DATA SECTION:
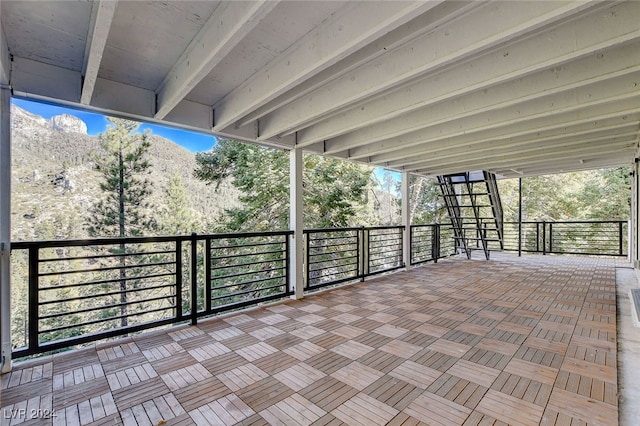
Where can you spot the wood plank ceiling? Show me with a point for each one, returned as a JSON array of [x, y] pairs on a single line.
[[431, 87]]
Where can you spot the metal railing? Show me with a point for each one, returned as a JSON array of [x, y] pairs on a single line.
[[337, 255], [431, 242], [593, 238], [80, 291]]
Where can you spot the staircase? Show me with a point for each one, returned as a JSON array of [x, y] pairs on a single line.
[[475, 210]]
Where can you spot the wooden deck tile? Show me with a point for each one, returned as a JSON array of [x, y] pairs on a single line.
[[435, 410], [364, 410], [476, 373], [509, 409], [582, 408], [532, 371], [416, 374], [329, 393], [512, 341]]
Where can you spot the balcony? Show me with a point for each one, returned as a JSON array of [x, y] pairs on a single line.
[[524, 340]]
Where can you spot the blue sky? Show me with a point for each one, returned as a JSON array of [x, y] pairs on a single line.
[[97, 123]]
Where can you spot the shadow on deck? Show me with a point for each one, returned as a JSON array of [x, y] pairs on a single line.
[[524, 341]]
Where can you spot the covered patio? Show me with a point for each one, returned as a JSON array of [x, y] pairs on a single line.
[[425, 88], [517, 340]]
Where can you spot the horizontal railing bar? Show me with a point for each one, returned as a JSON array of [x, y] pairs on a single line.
[[248, 244], [331, 230], [242, 304], [236, 265], [106, 256], [317, 246], [335, 267], [99, 295], [277, 277], [114, 280], [335, 273], [82, 311], [110, 268], [338, 237], [240, 293], [223, 277], [315, 262], [140, 240], [115, 305], [234, 256], [117, 317]]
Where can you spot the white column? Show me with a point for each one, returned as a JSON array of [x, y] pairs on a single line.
[[295, 223], [634, 229], [406, 219], [5, 228]]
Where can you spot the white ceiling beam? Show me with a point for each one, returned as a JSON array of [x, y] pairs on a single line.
[[562, 163], [474, 131], [224, 30], [122, 98], [379, 119], [34, 79], [527, 152], [424, 23], [458, 41], [572, 100], [102, 16], [335, 39], [591, 164], [538, 140], [5, 58]]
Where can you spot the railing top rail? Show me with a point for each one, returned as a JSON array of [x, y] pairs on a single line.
[[319, 230], [569, 221], [140, 240]]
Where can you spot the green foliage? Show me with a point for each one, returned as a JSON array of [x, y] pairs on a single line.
[[122, 163], [591, 195], [334, 190], [176, 216]]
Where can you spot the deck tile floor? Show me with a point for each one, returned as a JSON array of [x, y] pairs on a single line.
[[522, 341]]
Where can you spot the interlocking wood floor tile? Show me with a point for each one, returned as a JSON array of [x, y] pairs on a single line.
[[364, 410], [582, 408], [510, 409], [511, 341], [436, 410], [329, 393]]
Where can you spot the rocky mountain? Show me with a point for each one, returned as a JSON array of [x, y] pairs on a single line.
[[54, 183], [67, 123]]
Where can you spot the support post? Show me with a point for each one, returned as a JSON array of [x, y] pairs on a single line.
[[295, 223], [5, 229], [406, 220], [519, 217]]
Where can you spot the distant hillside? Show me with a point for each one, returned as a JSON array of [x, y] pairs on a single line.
[[54, 184]]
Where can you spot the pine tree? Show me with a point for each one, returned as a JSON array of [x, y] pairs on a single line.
[[333, 189], [177, 217], [122, 211]]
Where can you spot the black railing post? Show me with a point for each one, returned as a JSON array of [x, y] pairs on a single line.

WRITTEN INSTRUCTION:
Put the lines from the very first one above through the line containing "[[337, 255], [431, 242], [593, 238], [80, 291]]", both included, into a Markdown table with the columns No. and Line, numbering the rows and skipping blank lines. Leave the pictures out of the table.

OUTPUT BELOW:
| No. | Line |
|---|---|
| 1 | Where can you spot the wood plank ceiling? Show me with a point for each one, returned as a JSON array of [x, y] pairs on a single line. |
| 2 | [[431, 87]] |
| 3 | Where can you spot the metal railing? Show me with a point for each one, returned as a JSON array of [x, y] pairs on a single line. |
| 4 | [[337, 255], [431, 242], [593, 238], [80, 291]] |